■ Excerpt to read ■
Column: Do you think you have a good sense of who the Georgia shooter is? Don’t be too sure
What do we talk about when we talk about murder suspects?
On Tuesday, Georgia authorities collared a 21-year-old white man, Robert Aaron Long, accusing him of killing eight people and wounding another at spas around Atlanta. Six of the dead are women of Asian descent.
The photo that surfaced soon after the arrest shows Long wearing glasses, with a mustache-less beard known as a chin curtain. According to Capt. Jay Baker of the Cherokee County Sheriff’s Office, Long took “responsibility for the shootings.”
The gender and race of most of the victims — together with current record levels of violence targeting Asian Americans and the broader rise of racially motivated violent extremism — suggests a hate crime. President Biden and Vice President Kamala Harris, who is of Asian descent, are headed to Atlanta on Friday to meet with advocates for Asian Americans and Pacific Islanders to gain perspective on the rise in anti-Asian hate crimes.
Long, we’ve been told, admits to the crimes but denies his actions had anything to do with race. But who would trust a confessed killer on his motives?
The Georgia authorities, evidently. Citing a “sex addiction” rationale also offered by Long, they told the world he “did not appear to be” motivated by racism. Then things got weirder. Sheriff’s Office spokesman Baker painted a sympathetic portrait of Long. “Yesterday was a really bad day for him and this is what he did,” he said.
Long’s family had evidently kicked him out of their house for his porn habits; his eviction made him “emotional,” according to Baker, who got the information from 911 callers. Long saw spa workers as a “temptation” that he “wanted to eliminate.” Anonymous callers also told 911 that Long wanted to “help” other sex addicts who suffer as he does.
Can this be real? What motivation besides homicidal racism and misogyny would drive someone to dehumanize Asian American women as temptations that required elimination by murder? And then to claim this was an act of charity for predatory men like himself?
Long’s apparently self-confessed “sex addiction” is a malady not included in the Diagnostic and Statistical Manual of Mental Disorders. (Dr. Martin Kafka, an expert on the subject, has argued for its inclusion, defining “hypersexuality disorder” in a 2009 research paper as a maladaptive set of behaviors associated with “clinically significant personal distress and social and medical morbidity.”)
Tyler Bayless, Long’s roommate at a halfway house for addicts, added God to the possible motive. Long, who grew up in the Southern Baptist Church, was “a deeply religious person,” Bayless explained, and his lasciviousness “would torture him.”
“He was very innocent-seeming,” an unnamed high school classmate of Long’s told the Daily Beast. “He was sorta nerdy and didn’t seem violent. He was big into religion.”
The emerging portrait was broadcast everywhere and quickly: Long as religious, innocent-seeming, tortured, emotional, addicted, nerdy, even charitable. And having a really bad day.

■ Assignment ■
Copy the part of the column that opens with the words containing "The Georgia authorities, evidently." and closes with "as he does.". Rely on nothing but the column.

Region pointing data:

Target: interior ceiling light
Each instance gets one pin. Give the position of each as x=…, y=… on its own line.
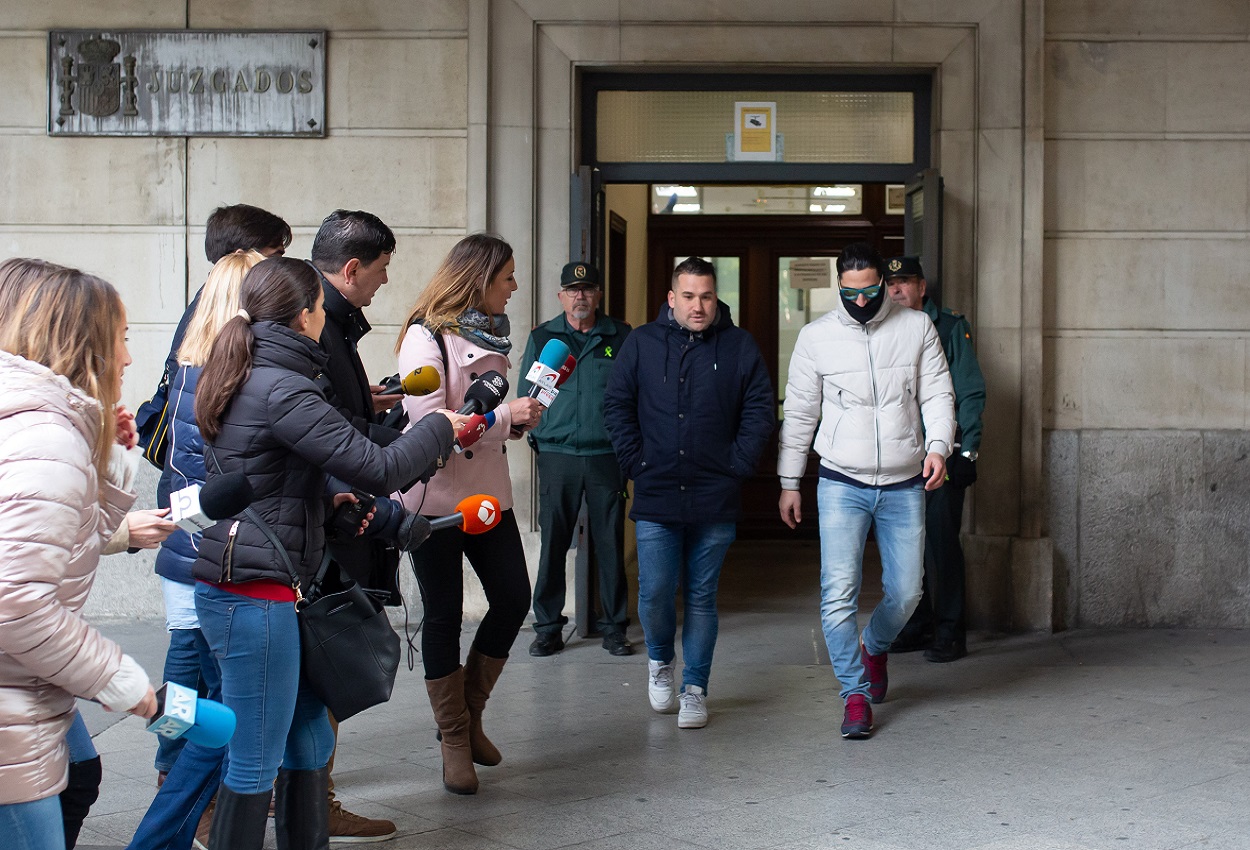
x=834, y=191
x=680, y=191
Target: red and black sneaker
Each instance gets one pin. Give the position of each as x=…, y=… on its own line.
x=858, y=719
x=878, y=679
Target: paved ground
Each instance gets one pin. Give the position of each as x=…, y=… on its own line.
x=1085, y=740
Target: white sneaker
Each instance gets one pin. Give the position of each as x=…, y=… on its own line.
x=659, y=685
x=694, y=708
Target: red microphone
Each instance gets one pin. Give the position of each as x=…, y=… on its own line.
x=565, y=370
x=471, y=431
x=474, y=515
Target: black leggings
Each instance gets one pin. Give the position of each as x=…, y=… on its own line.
x=499, y=560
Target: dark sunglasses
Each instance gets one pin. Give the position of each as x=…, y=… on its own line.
x=868, y=291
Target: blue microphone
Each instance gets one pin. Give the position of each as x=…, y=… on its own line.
x=545, y=378
x=180, y=713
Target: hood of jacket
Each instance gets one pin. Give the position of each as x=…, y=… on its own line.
x=26, y=385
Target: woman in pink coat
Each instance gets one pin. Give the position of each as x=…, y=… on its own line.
x=64, y=490
x=458, y=326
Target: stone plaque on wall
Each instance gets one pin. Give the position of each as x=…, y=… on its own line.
x=185, y=83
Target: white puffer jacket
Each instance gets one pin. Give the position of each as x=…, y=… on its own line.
x=54, y=519
x=880, y=393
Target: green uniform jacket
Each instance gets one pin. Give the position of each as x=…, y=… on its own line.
x=965, y=373
x=574, y=424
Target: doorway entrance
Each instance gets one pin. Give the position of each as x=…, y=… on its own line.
x=753, y=256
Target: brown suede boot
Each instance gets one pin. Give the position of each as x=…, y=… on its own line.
x=451, y=714
x=481, y=673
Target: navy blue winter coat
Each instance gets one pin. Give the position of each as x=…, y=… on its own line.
x=689, y=415
x=184, y=466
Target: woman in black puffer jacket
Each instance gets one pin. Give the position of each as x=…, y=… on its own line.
x=261, y=414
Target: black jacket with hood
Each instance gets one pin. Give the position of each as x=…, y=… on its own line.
x=281, y=433
x=689, y=415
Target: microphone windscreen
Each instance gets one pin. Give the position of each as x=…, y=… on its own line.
x=480, y=513
x=421, y=380
x=485, y=393
x=214, y=724
x=554, y=354
x=471, y=430
x=225, y=495
x=570, y=363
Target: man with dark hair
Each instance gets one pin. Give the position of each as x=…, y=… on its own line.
x=873, y=378
x=351, y=251
x=229, y=229
x=938, y=623
x=575, y=459
x=243, y=226
x=689, y=408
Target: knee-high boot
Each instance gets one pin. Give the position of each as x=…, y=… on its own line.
x=451, y=714
x=239, y=820
x=78, y=796
x=481, y=673
x=300, y=811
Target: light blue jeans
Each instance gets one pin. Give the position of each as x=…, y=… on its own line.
x=281, y=724
x=846, y=513
x=686, y=555
x=34, y=825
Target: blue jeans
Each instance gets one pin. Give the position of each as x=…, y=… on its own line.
x=34, y=825
x=686, y=555
x=281, y=724
x=846, y=513
x=188, y=661
x=79, y=741
x=174, y=814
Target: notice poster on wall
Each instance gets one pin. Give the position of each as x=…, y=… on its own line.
x=755, y=131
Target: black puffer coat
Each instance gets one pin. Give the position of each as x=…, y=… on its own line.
x=281, y=433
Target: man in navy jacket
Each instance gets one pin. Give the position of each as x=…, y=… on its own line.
x=689, y=408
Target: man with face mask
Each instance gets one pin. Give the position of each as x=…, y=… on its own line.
x=870, y=383
x=575, y=460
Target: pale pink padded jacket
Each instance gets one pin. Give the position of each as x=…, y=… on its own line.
x=54, y=519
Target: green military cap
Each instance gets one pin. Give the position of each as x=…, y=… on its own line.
x=904, y=266
x=579, y=274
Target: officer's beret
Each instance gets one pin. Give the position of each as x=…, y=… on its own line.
x=904, y=266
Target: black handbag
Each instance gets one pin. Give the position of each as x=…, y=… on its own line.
x=151, y=421
x=349, y=653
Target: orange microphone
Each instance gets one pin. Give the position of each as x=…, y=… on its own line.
x=474, y=515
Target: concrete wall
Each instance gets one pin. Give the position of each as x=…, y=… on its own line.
x=1146, y=221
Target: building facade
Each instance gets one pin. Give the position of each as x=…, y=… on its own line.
x=1095, y=159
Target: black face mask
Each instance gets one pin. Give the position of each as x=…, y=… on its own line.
x=861, y=314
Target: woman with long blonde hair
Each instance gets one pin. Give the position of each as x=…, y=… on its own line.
x=459, y=325
x=174, y=816
x=65, y=486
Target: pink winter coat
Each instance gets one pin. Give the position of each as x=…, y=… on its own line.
x=483, y=468
x=54, y=519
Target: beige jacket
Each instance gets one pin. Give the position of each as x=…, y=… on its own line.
x=878, y=396
x=54, y=519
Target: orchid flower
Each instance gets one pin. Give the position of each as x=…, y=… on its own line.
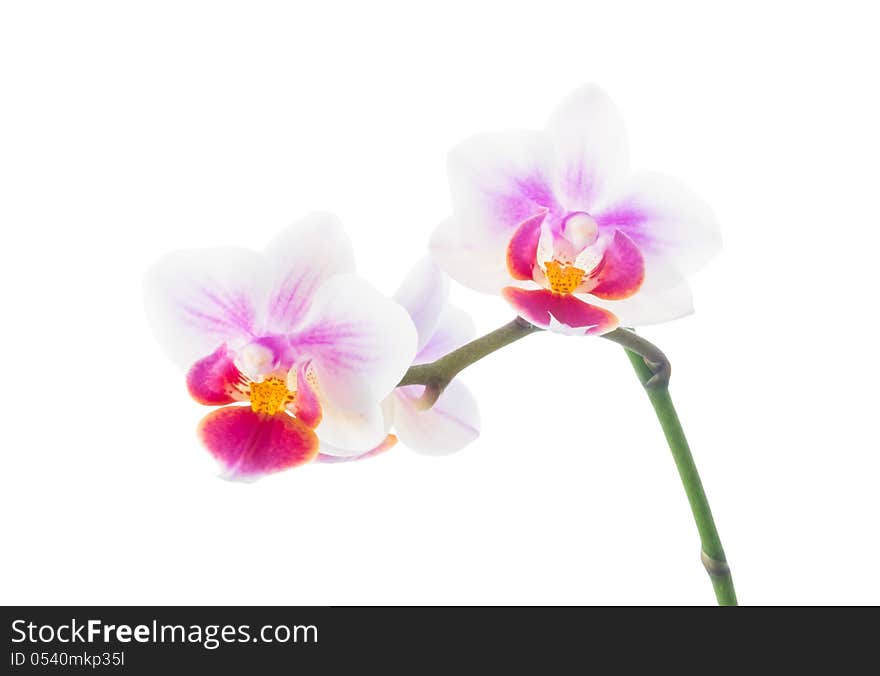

■ Exercise answer ■
The Georgia authorities, evidently. Citing a “sex addiction” rationale also offered by Long, they told the world he “did not appear to be” motivated by racism. Then things got weirder. Sheriff’s Office spokesman Baker painted a sympathetic portrait of Long. “Yesterday was a really bad day for him and this is what he did,” he said.
Long’s family had evidently kicked him out of their house for his porn habits; his eviction made him “emotional,” according to Baker, who got the information from 911 callers. Long saw spa workers as a “temptation” that he “wanted to eliminate.” Anonymous callers also told 911 that Long wanted to “help” other sex addicts who suffer as he does.